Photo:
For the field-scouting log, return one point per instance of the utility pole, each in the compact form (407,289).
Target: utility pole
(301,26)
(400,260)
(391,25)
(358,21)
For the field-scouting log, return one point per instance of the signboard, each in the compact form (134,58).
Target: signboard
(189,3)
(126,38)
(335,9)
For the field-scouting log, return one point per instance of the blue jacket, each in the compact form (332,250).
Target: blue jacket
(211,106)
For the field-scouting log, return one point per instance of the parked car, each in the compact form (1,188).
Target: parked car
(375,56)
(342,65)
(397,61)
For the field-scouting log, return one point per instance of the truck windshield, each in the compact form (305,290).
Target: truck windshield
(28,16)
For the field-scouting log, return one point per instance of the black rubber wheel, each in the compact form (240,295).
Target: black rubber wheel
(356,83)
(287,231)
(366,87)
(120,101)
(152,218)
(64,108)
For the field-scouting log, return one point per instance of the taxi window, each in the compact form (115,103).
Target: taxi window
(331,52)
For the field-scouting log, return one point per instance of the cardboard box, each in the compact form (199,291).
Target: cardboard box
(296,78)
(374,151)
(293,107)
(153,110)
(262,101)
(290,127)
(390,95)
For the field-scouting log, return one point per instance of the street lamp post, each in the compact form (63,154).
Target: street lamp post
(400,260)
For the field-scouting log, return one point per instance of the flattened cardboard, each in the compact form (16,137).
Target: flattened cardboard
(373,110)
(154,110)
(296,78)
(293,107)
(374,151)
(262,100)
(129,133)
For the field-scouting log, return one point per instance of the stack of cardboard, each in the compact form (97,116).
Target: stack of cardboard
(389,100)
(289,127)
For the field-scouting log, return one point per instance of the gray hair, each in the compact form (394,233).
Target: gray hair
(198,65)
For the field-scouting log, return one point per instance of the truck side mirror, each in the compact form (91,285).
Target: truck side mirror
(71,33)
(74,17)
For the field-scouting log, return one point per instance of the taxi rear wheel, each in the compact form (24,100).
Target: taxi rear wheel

=======

**Directions**.
Beginning at the line with "Target: cardboard box" and stopping after the line with "compact form (24,100).", please write out every line of the data above exactly and nothing else.

**Answer area**.
Target: cardboard box
(296,78)
(374,151)
(293,107)
(153,110)
(262,101)
(290,127)
(390,95)
For the field-scouting log, return one point per instance of the street lamp post, each in the compact form (63,154).
Target: street lamp post
(400,260)
For the field-scouting log, return one point per instance of the flattened cardboard, each in the compact form (16,137).
Target: flattened cardboard
(373,110)
(154,110)
(296,78)
(293,107)
(374,151)
(262,100)
(129,133)
For the field-scouting log, return one point per instance of the stack of cardboard, each in the compact form (97,116).
Target: stack of cardboard
(389,100)
(289,127)
For the field-scouting log, return one point per instance of the gray hair, each in the compact form (394,233).
Target: gray hair
(198,65)
For the field-scouting log, return one point per instance of the truck side mirror, each in the compact form (91,285).
Target: truck side mirror
(71,33)
(74,17)
For the field-scouting log, return one point per instance of the taxi rear wheel, each in the compact form (24,100).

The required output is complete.